Location identification items
__________
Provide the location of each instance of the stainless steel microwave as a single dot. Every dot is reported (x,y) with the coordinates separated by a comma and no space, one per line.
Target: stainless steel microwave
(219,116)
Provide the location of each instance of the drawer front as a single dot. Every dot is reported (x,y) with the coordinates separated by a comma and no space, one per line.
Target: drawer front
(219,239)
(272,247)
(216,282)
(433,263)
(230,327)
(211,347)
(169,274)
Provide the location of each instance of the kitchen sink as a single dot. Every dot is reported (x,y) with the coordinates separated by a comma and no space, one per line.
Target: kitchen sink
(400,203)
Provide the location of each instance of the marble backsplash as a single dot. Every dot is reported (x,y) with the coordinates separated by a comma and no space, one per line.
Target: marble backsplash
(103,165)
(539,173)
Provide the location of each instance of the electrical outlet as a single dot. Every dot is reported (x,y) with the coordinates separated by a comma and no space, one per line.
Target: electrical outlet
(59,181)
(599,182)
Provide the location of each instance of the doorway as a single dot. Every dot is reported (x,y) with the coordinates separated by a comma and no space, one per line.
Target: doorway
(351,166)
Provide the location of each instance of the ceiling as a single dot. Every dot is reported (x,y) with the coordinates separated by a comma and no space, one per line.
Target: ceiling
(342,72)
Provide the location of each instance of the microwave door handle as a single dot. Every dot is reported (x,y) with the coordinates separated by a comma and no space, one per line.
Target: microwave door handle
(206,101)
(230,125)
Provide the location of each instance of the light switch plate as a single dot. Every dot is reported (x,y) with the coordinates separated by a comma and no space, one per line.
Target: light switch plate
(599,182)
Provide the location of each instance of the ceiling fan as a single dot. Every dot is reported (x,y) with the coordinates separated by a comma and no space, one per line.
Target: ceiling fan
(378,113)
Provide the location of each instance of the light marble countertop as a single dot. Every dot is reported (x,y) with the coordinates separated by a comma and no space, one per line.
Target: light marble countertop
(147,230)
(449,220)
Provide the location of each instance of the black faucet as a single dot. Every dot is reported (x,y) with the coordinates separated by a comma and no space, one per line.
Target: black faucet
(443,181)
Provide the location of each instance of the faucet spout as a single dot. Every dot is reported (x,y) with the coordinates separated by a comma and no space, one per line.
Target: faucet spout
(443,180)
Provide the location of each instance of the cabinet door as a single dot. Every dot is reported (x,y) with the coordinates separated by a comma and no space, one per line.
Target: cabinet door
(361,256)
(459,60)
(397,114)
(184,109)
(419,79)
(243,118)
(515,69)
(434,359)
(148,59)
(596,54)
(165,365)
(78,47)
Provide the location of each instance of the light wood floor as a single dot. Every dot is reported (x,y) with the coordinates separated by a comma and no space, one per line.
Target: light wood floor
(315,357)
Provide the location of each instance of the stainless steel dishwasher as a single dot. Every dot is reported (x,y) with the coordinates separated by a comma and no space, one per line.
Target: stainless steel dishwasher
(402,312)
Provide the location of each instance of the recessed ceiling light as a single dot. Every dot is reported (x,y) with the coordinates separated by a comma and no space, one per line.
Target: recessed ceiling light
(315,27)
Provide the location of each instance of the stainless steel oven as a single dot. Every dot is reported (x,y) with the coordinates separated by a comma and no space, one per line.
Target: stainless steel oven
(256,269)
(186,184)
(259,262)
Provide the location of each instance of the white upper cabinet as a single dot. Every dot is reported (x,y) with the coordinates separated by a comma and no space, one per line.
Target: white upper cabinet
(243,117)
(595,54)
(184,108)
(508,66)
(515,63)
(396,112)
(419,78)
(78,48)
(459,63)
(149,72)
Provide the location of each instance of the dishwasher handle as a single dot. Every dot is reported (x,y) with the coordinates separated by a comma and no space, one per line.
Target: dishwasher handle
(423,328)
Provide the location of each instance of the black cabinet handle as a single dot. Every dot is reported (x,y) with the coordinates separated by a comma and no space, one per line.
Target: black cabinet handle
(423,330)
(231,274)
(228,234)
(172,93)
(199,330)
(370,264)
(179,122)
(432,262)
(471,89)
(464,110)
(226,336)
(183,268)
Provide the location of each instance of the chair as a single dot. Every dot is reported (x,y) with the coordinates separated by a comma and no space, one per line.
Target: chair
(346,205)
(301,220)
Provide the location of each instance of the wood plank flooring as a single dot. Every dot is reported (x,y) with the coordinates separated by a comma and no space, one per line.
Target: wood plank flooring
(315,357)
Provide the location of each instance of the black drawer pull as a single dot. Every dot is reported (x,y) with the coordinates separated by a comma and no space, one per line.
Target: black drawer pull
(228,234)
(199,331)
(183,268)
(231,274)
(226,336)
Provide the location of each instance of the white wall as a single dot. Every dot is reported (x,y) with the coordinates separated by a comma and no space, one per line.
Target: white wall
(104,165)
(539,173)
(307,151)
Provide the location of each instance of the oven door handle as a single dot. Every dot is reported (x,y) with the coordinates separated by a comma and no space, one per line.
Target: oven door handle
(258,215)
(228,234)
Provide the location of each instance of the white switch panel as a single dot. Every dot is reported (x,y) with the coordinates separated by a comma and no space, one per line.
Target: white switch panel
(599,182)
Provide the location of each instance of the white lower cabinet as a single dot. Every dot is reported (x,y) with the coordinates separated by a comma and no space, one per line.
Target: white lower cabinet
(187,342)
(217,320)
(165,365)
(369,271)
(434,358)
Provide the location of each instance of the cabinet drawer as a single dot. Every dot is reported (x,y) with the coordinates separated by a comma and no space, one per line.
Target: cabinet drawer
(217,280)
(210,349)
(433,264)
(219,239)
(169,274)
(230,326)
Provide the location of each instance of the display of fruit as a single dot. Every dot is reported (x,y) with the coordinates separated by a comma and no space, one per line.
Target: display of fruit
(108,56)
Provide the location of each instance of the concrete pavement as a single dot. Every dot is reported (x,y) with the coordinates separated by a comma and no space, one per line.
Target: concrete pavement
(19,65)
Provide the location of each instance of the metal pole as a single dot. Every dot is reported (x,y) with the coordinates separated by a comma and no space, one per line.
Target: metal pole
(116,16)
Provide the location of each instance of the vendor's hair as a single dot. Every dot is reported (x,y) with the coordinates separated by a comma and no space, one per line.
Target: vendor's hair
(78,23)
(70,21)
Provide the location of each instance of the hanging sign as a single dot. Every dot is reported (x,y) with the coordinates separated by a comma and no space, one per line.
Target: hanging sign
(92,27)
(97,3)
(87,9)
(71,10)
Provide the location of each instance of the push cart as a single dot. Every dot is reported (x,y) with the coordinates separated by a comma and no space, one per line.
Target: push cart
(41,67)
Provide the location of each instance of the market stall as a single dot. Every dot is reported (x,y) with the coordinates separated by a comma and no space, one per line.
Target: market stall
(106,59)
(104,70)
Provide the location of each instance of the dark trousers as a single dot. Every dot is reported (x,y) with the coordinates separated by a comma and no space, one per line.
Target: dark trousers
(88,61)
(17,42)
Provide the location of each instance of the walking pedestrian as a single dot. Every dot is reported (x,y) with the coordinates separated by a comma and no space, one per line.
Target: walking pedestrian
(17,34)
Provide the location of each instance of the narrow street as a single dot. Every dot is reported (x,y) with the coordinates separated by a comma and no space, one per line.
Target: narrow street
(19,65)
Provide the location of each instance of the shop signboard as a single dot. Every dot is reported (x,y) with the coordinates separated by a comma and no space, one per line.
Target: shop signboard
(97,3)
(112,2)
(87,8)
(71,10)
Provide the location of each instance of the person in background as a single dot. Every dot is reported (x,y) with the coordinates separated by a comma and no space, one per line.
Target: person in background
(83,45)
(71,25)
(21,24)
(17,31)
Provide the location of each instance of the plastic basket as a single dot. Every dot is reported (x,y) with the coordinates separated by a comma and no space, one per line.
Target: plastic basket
__________
• [Short task]:
Reproduce all of the material above, substituting "single point" for each occurrence of "single dot" and keeping everything else identical.

• [Answer in full]:
Provide the location of each instance of the stainless steel microwave as a single point. Every dot is reported (x,y) with the coordinates separated by a comma and no space, one per line.
Target: stainless steel microwave
(219,116)
Provide the location of each instance of the drawer front as a single point. Every dot is reported (x,y) with the coordinates separated by a comma and no space, one per line.
Target: drawer front
(219,239)
(272,247)
(216,282)
(433,263)
(230,327)
(211,347)
(169,274)
Provide the location of each instance of the kitchen sink as a single point. Every dot is reported (x,y) with the coordinates separated by a comma and no space, one per line.
Target: kitchen sink
(400,203)
Provide the location of each instance of the marble backsplash as a single point. Every dot is reported (x,y) with the coordinates separated by a comma and no space, one per line.
Target: marble backsplash
(103,165)
(539,173)
Provide the location of each instance of the electrical outlet as a single point. Every dot is reported (x,y) with the coordinates separated by a comma and no space, one per line.
Target: electrical outlet
(59,181)
(599,182)
Provide the location of each instance of the doorway as a single point. Every dot is reported (x,y) with the coordinates separated by a comma and no space, one per line.
Target: doorway
(351,166)
Provide the location of each instance of the ceiling as a single point. Every dot is reported (x,y) with the coordinates separated by a comma and no space, one per line.
Target: ceiling
(342,72)
Provide the location of each instance of the microwave door handle as a single point. Every dot is reported (x,y) with the coordinates separated by a comma and no space, one per line.
Target: microwave door handle
(206,101)
(230,125)
Provide the location of each instance of the light switch plate as a single point. Every dot is reported (x,y) with the coordinates separated by a comma and no space, one per line.
Target: light switch plate
(599,182)
Provide the location of each instance of the ceiling fan as a single point. Every dot is reported (x,y) with the coordinates separated by a comma and no space, one per line.
Target: ceiling fan
(378,113)
Provide the location of each instance of the light marble countertop as a single point. Every dot is reported (x,y) with the coordinates separated by a comma and no space, one per line.
Target: light marble countertop
(147,230)
(449,220)
Provide the location of each instance of the black faucet as a single point. Every dot is reported (x,y) with the coordinates separated by a comma and no space, one per line.
Target: black faucet
(443,181)
Provide the location of each instance of the faucet spout as a single point. Every dot is reported (x,y) with the coordinates separated by a comma and no space, one per line.
Target: faucet spout
(443,180)
Provide the location of each instance of the cabinet door as a single point. Every dot is reported (x,y) with the coordinates separated by a comma and no space, one per line.
Target: cabinet door
(361,256)
(459,60)
(397,114)
(184,109)
(419,79)
(243,118)
(515,69)
(434,359)
(148,59)
(596,54)
(165,365)
(78,47)
Provide the location of each instance of the light wood floor as a single point. Every dot is reported (x,y) with the coordinates separated by a comma and no space, one per line.
Target: light wood floor
(315,357)
Provide the location of each instance of the stainless steel dishwasher as a single point. Every dot is reported (x,y) with the coordinates separated by a comma and no space, one per line.
Target: stainless steel dishwasher
(402,312)
Provide the location of each instance of the recessed ceiling light as a single point. Every dot is reported (x,y) with the coordinates separated by a comma and no space, one per line.
Target: recessed ceiling light
(315,27)
Provide the location of each instance of the stainless steel oven as a single point. Every dot is reported (x,y) with the coordinates separated by a comma and no space, one per line.
Target: stainless steel oven
(256,269)
(186,184)
(259,262)
Provide the location of each instance of the white upper cabinet as a single point. Every dot is reported (x,y) with the coordinates separated by a comma and no space, one per line.
Target: white upper cabinet
(243,117)
(595,54)
(184,108)
(508,66)
(515,63)
(396,112)
(419,78)
(78,48)
(459,63)
(149,72)
Provide the location of each instance of the dishwasher handle as a single point. Every dot is reported (x,y) with the coordinates separated by a comma and no space, one per line.
Target: dishwasher handle
(423,328)
Provide the location of each instance of the black cabinet handle as a single point. Every dot is reported (x,y) with the coordinates separated by a comma and no space, one per line.
Target: black cabinet handle
(423,330)
(231,274)
(228,234)
(172,93)
(199,330)
(370,264)
(179,122)
(432,262)
(471,89)
(464,110)
(226,336)
(183,268)
Provide the location of each instance of the chair as a single point. Every dot is reported (x,y) with the coordinates separated by a comma and no space, one per line.
Target: chair
(346,205)
(301,220)
Provide the location of each instance of the wood plank flooring as a single point. Every dot is reported (x,y) with the coordinates separated by a comma and no space, one per line.
Target: wood plank flooring
(315,357)
Provide the location of each instance of the black drawer pull as a single point. Every dot is reported (x,y) with the coordinates separated by a comma and no space, one per line.
Target: black drawer pull
(228,234)
(199,331)
(183,268)
(231,274)
(226,336)
Provide the location of each instance of the white wall as a single point. Every dot is reported (x,y) with the coordinates separated by a comma and no space, one per line.
Target: white wall
(104,165)
(539,173)
(307,151)
Provide the location of each instance of the oven door handle as a single point. Every dot is reported (x,y) with the coordinates separated by a comma and no space, one per line.
Target: oven door handle
(258,215)
(228,234)
Provide the location of each instance of the white switch panel as a single point. Every dot is reported (x,y) with the coordinates separated by a comma and no space, one per line.
Target: white switch panel
(599,182)
Provide the location of each instance of the white lower cabinet as a single point. Every dot is reported (x,y) with the coordinates separated by a comma and no space, one per line.
Target: white lower cabinet
(187,342)
(217,320)
(165,365)
(369,271)
(434,358)
Provide the location of each instance of the cabinet drawer as a single point. Every dot is reported (x,y) with the coordinates separated by a comma and no space, one per line.
Target: cabinet drawer
(217,280)
(210,349)
(433,264)
(219,239)
(169,274)
(230,326)
Provide the location of each instance of the display of fruit as a single point. Every dot is reported (x,y) with the coordinates separated by a comma and no space, one per line.
Target: display of fruit
(108,56)
Provide the location of each instance of the concrete pavement as a single point. Every dot is reported (x,y) with the coordinates separated by a comma and no space, one per line.
Target: concrete pavement
(19,65)
Provide the location of each instance of the metal pole as a single point. Every dot is reported (x,y) with the coordinates separated by a comma and no space, one per line.
Target: metal pole
(116,16)
Provide the location of each instance of the vendor's hair as a single point. Every dot is reported (x,y) with the coordinates separated by a comma and no space, one per line.
Target: vendor's hair
(78,23)
(70,21)
Provide the location of each instance of the hanging sign as a single point. Every dot is reported (x,y) with the coordinates separated by a comma and no space, one per line.
Target: hanging sign
(92,27)
(97,3)
(87,9)
(71,10)
Provide the location of each instance of the push cart as a single point. Every dot is reported (x,y) with the coordinates separated by a comma and no space, one per line.
Target: push cart
(41,67)
Provide the location of each instance of the market stall as a single point. Every dot is reported (x,y) with the coordinates separated by a comma and no space, one per line.
Target: market stall
(106,59)
(104,70)
Provide the location of each instance of the dark trousers as a single point. Every dot is reported (x,y) with the coordinates separated by a comma and no space, one per line.
Target: dark trousers
(88,61)
(17,42)
Provide the location of each instance of the walking pedestrian as a single point. Every dot is reported (x,y) with the coordinates separated by a comma and no space, one per line.
Target: walking pedestrian
(17,34)
Provide the location of each instance of the narrow street as a single point. Every dot is reported (x,y) with the coordinates separated by a comma and no space, one per line.
Target: narrow street
(19,65)
Provide the location of each instance of the shop signboard as a single point. Every dot is reported (x,y) with the coordinates separated by a comma and no space, one per line.
Target: shop signboard
(97,3)
(112,2)
(87,8)
(71,10)
Provide the location of each instance of the person in background as a single point. Every dot is reported (x,y) with the coordinates separated by a comma and no space, one per line.
Target: person in background
(83,45)
(71,25)
(21,24)
(17,31)
Provide the location of each instance of the plastic basket as a single point. Every dot is reported (x,y) with the coordinates separated by a comma and no space, one per line.
Target: plastic basket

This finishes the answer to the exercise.